Transfer every line of the entries below, from the line containing "Identify sky in the frame above." through the end of the entries, adding 130 to each box coordinate in the answers.
** start Records provided **
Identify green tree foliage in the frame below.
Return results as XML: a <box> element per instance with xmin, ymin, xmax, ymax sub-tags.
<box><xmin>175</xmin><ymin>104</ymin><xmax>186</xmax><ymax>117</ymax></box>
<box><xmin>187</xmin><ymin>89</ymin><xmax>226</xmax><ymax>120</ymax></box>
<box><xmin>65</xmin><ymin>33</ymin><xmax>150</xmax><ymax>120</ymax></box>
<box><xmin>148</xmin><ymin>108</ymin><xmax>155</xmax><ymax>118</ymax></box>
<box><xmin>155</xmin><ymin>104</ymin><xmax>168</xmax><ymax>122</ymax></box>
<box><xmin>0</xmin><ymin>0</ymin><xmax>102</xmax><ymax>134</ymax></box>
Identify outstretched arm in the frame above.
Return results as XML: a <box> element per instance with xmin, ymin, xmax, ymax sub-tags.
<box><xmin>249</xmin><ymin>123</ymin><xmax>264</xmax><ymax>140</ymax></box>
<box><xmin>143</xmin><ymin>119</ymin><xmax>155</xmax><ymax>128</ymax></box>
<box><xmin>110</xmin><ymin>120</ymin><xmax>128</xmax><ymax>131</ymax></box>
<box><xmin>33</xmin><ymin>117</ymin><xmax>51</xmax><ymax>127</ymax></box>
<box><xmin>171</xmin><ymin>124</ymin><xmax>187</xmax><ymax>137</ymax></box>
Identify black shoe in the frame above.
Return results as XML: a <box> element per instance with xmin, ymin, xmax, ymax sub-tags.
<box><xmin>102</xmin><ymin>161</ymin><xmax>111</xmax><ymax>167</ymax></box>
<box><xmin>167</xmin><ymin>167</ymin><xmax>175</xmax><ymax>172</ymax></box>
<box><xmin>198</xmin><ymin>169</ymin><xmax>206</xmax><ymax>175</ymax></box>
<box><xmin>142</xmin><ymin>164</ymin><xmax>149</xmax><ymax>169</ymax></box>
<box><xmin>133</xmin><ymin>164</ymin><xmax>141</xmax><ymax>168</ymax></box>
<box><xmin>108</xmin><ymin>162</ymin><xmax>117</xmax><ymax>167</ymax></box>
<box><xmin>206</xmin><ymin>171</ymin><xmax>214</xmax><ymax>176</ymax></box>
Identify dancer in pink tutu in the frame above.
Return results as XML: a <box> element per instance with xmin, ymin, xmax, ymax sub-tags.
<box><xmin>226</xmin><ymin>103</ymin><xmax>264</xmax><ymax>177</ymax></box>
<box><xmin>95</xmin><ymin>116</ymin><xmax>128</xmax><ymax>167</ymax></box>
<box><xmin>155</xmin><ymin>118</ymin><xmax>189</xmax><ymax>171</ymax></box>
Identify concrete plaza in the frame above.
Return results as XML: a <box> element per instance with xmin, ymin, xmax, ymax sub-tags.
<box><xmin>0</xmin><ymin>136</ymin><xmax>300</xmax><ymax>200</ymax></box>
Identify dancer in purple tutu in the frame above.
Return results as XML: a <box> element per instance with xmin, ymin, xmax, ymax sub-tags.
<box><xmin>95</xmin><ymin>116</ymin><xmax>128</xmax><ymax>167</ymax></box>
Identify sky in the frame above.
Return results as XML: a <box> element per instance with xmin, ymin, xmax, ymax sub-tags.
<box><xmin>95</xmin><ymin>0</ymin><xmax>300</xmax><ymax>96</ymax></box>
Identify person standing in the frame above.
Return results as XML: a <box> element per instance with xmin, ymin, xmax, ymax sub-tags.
** end Records provided **
■ Result of the task
Identify sky in the frame above.
Return results as XML: a <box> element per instance with xmin, ymin, xmax, ymax sub-tags.
<box><xmin>225</xmin><ymin>130</ymin><xmax>430</xmax><ymax>226</ymax></box>
Identify person standing in the frame above.
Return results as XML: a <box> element per instance with xmin, ymin, xmax, ymax sub-tags.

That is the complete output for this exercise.